TRY IT:
Retype the data below in full, keeping every character as it is.

EXTRACTED DATA:

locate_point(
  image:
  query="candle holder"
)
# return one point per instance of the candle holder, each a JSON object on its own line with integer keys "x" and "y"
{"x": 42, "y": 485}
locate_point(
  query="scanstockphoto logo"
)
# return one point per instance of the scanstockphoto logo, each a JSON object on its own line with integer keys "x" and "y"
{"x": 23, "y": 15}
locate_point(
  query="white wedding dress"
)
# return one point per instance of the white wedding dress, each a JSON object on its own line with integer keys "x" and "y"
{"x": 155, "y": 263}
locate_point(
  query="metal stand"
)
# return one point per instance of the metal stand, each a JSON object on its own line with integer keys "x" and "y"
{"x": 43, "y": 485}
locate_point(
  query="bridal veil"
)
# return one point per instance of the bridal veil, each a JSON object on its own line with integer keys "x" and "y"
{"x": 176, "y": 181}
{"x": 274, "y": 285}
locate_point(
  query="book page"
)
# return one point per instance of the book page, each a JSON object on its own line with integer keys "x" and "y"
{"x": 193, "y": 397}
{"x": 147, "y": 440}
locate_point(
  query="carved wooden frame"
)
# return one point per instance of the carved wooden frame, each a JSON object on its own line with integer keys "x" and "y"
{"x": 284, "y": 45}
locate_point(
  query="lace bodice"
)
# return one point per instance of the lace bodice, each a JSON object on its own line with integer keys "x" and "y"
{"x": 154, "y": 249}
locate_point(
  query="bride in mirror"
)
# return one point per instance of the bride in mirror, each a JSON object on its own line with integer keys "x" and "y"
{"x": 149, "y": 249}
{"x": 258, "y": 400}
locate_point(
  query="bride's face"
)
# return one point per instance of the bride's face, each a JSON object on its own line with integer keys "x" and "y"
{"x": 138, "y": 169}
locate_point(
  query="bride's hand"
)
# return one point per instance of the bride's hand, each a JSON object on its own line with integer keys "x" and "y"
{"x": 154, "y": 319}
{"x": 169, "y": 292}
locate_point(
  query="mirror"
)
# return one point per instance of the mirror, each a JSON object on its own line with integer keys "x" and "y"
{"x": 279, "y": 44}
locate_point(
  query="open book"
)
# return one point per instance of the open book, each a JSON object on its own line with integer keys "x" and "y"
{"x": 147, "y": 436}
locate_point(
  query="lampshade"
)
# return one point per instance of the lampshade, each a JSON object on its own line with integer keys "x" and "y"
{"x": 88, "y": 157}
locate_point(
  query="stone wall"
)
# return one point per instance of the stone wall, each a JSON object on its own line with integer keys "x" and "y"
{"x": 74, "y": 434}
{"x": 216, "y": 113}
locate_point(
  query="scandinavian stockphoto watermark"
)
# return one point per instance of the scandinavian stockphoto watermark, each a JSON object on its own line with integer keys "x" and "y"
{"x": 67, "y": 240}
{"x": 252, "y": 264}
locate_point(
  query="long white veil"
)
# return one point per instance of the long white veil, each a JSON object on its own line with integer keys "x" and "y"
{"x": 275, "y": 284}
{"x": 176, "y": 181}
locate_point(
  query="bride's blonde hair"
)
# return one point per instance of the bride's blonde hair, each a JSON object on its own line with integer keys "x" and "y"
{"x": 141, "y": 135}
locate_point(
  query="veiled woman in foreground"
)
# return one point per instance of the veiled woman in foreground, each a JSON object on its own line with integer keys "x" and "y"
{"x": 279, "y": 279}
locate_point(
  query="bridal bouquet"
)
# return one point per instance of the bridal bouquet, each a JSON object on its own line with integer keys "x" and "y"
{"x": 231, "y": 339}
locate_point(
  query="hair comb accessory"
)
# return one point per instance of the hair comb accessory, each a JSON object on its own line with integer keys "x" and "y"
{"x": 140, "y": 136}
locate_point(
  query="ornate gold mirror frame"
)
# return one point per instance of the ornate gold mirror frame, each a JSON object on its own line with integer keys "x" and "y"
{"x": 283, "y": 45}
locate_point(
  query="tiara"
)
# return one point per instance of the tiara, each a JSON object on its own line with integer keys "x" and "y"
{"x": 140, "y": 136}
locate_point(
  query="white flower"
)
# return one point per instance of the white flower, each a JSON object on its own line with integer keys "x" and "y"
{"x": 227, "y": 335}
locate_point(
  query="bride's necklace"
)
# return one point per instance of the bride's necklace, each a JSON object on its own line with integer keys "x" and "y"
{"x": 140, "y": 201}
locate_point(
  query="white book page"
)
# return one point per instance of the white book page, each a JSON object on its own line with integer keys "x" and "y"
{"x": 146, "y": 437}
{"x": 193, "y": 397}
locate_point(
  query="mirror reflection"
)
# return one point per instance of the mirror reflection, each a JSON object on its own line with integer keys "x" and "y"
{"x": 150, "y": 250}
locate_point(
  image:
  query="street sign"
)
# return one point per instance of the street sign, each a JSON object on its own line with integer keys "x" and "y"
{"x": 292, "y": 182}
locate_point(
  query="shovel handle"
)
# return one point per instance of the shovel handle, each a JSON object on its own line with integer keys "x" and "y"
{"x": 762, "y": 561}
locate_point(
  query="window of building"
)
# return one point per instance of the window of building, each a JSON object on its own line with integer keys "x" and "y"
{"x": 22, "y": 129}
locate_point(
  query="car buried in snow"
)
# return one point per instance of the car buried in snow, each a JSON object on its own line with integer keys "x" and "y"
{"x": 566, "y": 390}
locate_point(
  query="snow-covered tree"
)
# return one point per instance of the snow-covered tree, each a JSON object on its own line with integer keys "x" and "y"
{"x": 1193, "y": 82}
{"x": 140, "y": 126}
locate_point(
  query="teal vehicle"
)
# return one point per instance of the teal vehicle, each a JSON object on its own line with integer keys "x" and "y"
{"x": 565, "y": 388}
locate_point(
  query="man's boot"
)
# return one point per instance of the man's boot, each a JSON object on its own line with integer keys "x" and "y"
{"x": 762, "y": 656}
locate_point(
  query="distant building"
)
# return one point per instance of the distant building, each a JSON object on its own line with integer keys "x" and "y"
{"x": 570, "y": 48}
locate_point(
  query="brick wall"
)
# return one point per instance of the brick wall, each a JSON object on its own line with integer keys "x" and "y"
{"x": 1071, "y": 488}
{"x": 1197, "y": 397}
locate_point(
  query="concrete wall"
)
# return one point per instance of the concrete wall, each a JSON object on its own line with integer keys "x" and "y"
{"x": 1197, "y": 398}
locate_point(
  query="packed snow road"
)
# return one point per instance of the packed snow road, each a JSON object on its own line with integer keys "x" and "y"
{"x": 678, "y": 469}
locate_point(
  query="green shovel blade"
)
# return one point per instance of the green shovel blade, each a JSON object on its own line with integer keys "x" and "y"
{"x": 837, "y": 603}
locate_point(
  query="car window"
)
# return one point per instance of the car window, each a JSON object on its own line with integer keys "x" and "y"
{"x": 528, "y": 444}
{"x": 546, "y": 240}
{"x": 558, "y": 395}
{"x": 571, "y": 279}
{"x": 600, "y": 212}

EXERCISE ANSWER:
locate_point(
  image:
  query="candle holder"
)
# return one point per instance of the candle holder, each a JSON object on its own line with integer keys "x" and "y"
{"x": 42, "y": 485}
locate_point(
  query="scanstockphoto logo"
)
# return one point per instance of the scanstockphoto logo, each a JSON object on its own line with integer keys "x" and "y"
{"x": 23, "y": 15}
locate_point(
  query="white wedding dress"
)
# return one point per instance of the white wedding dress, each a JSON object on its own line with integer keys "x" and "y"
{"x": 155, "y": 263}
locate_point(
  query="metal stand"
)
# return one point per instance of the metal stand, each a JSON object on its own line with integer keys "x" and "y"
{"x": 43, "y": 485}
locate_point(
  query="bridal veil"
)
# return one point per instance of the bridal veil, each a JSON object on its own line with integer keys "x" and "y"
{"x": 176, "y": 181}
{"x": 274, "y": 285}
locate_point(
  query="book page"
)
# return one point per instance of the book page, each a JSON object on its own line with integer keys "x" and "y"
{"x": 193, "y": 397}
{"x": 147, "y": 440}
locate_point(
  query="carved wooden frame"
)
# return one point per instance of the carved wooden frame, each a JSON object on its own line with integer keys "x" and "y"
{"x": 284, "y": 45}
locate_point(
  query="lace bodice"
)
# return one point per instance of the lace bodice, each a JSON object on its own line with integer keys "x" and "y"
{"x": 154, "y": 249}
locate_point(
  query="bride in mirror"
)
# return one point per instance of the bride in mirror, each a JSON object on its own line with integer keys "x" and "y"
{"x": 149, "y": 249}
{"x": 258, "y": 400}
locate_point(
  query="bride's face"
)
# return one point per instance of the bride's face, each a JSON object on its own line with integer keys "x" and "y"
{"x": 138, "y": 169}
locate_point(
  query="bride's hand"
)
# return one point per instance of the bride's hand, each a JSON object on its own line with integer keys "x" and "y"
{"x": 154, "y": 319}
{"x": 169, "y": 292}
locate_point(
  query="mirror"
)
# return one point per instance of the mirror, each a JSON object on its own line with integer keys "x" and "y"
{"x": 279, "y": 44}
locate_point(
  query="open book"
)
# return one point per instance of the open book, each a JSON object on its own line with integer keys "x" and "y"
{"x": 147, "y": 436}
locate_point(
  query="lampshade"
)
# return one point per instance of the lampshade, each a JSON object on its own line with integer keys "x" and "y"
{"x": 88, "y": 157}
locate_point(
  query="stone wall"
)
# return one point per instance of the stone wall, each a JSON object on its own line with integer keys "x" and "y"
{"x": 74, "y": 434}
{"x": 216, "y": 113}
locate_point(
  query="scandinavian stockphoto watermark"
)
# return one point per instance of the scandinavian stockphoto watermark, each a JSON object on its own line with integer keys "x" and "y"
{"x": 67, "y": 240}
{"x": 252, "y": 264}
locate_point(
  query="long white veil"
)
# return one point per instance of the long white veil, each a JSON object on its own line with integer keys "x" and "y"
{"x": 275, "y": 284}
{"x": 176, "y": 181}
locate_point(
  query="bride's blonde hair"
)
# return one point per instance of the bride's blonde hair, each a JSON object on its own line with integer keys "x" and "y"
{"x": 141, "y": 135}
locate_point(
  query="veiled woman in foreground"
)
# return one point per instance of the veiled woman in foreground, each a JSON object on its own line with integer keys "x" and "y"
{"x": 279, "y": 279}
locate_point(
  query="bridal bouquet"
)
# return one point per instance of the bridal bouquet, each a JSON object on its own line with integer keys "x" and "y"
{"x": 231, "y": 339}
locate_point(
  query="hair comb accessory"
)
# return one point per instance of the hair comb accessory, each a JSON object on its own line with integer keys "x" and "y"
{"x": 140, "y": 136}
locate_point(
  query="ornate gold mirror frame"
)
# return one point per instance of the ornate gold mirror frame, each a JSON object on its own line with integer keys "x" and "y"
{"x": 283, "y": 45}
locate_point(
  query="tiara"
)
# return one point per instance of the tiara, each a JSON object on its own line with integer keys "x" and "y"
{"x": 140, "y": 136}
locate_point(
  query="white flower"
)
# return one point per instance of the white flower, each a JSON object on its own line with integer keys "x" and "y"
{"x": 227, "y": 335}
locate_point(
  query="bride's necklace"
)
# return one point per instance of the bride's necklace, each a JSON object on its own line with integer keys "x" and "y"
{"x": 140, "y": 201}
locate_point(
  query="white book page"
)
# return one point per instance of the white book page, each a JSON object on its own line with integer keys "x" and "y"
{"x": 146, "y": 437}
{"x": 193, "y": 397}
locate_point(
  query="mirror reflection"
)
# return one point per instance of the mirror reflection, each a JSON object on its own line with integer keys "x" and "y"
{"x": 150, "y": 250}
locate_point(
  image:
  query="street sign"
)
# return one point per instance of the street sign, each a JSON object on its own line with integer keys "x" and "y"
{"x": 292, "y": 182}
locate_point(
  query="shovel handle"
)
# return one point per instance of the shovel handle, each a JSON object on its own line with integer keys "x" and "y"
{"x": 762, "y": 561}
locate_point(
  query="window of building"
)
# return one point per instance of the window of building, each a JSON object on its own line with integer keys "x" and "y"
{"x": 22, "y": 129}
locate_point(
  query="car buried in snow"
)
# return one point per instance of the car buried in snow, each a JSON object on its own line with integer keys "x" and "y"
{"x": 566, "y": 390}
locate_point(
  query="snow-covered tree"
)
# return one point per instance of the snow-covered tree, each a JSON object on its own line with integer keys "x" and "y"
{"x": 1193, "y": 82}
{"x": 140, "y": 126}
locate_point(
  query="teal vehicle"
)
# return one point per instance of the teal vehicle, each a JSON object on its own line with integer keys "x" and "y"
{"x": 565, "y": 388}
locate_point(
  query="man's boot"
)
# return one point per instance of the man's boot, each a JSON object on its own line with integer keys "x" and "y"
{"x": 762, "y": 656}
locate_point(
  query="distant building"
)
# return one point per instance of the distant building, each a JSON object on its own line with integer keys "x" and "y"
{"x": 570, "y": 48}
locate_point(
  query="brick wall"
)
# return one point per instance of the brick wall, each a JSON object on its own line with integer keys "x" and "y"
{"x": 1071, "y": 488}
{"x": 1197, "y": 397}
locate_point(
  query="concrete wall"
)
# return one point per instance of the concrete wall, each a JSON object on its own line with integer keys "x" and "y"
{"x": 1197, "y": 398}
locate_point(
  query="packed snow road"
)
# return one point per instance of the packed snow road, each a JSON object on its own line with integer keys "x" and "y"
{"x": 678, "y": 469}
locate_point(
  query="green shovel blade"
)
# return one point per instance of the green shovel blade, each a JSON object on its own line with integer keys "x" and "y"
{"x": 837, "y": 603}
locate_point(
  query="car window"
)
# return one point per instance of the car window, each a JSON object on its own line with integer keys "x" and "y"
{"x": 528, "y": 444}
{"x": 546, "y": 240}
{"x": 558, "y": 395}
{"x": 571, "y": 279}
{"x": 600, "y": 212}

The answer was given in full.